*SOURCE MATERIAL*.
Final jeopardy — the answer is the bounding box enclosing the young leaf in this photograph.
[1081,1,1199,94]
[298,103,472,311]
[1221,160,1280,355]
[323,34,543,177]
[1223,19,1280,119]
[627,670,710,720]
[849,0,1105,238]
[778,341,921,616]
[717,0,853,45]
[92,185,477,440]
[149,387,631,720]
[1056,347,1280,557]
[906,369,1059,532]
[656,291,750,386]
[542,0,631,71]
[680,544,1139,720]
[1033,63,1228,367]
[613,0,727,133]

*TASK TO CARRY OUT*. Print the material above once more, exactly.

*SOLUTION TO THIS PROBLEM*.
Final jeopardy — the answer is the bounding box enclosing the young leaf in this photograph.
[1081,1,1199,94]
[298,103,472,311]
[1221,160,1280,355]
[323,34,543,177]
[1223,19,1280,119]
[627,670,710,720]
[849,0,1105,238]
[778,341,921,616]
[717,0,853,45]
[92,185,477,440]
[149,387,631,720]
[1056,347,1280,557]
[906,369,1059,532]
[656,291,750,386]
[542,0,631,71]
[680,544,1139,720]
[1033,63,1228,367]
[613,0,727,133]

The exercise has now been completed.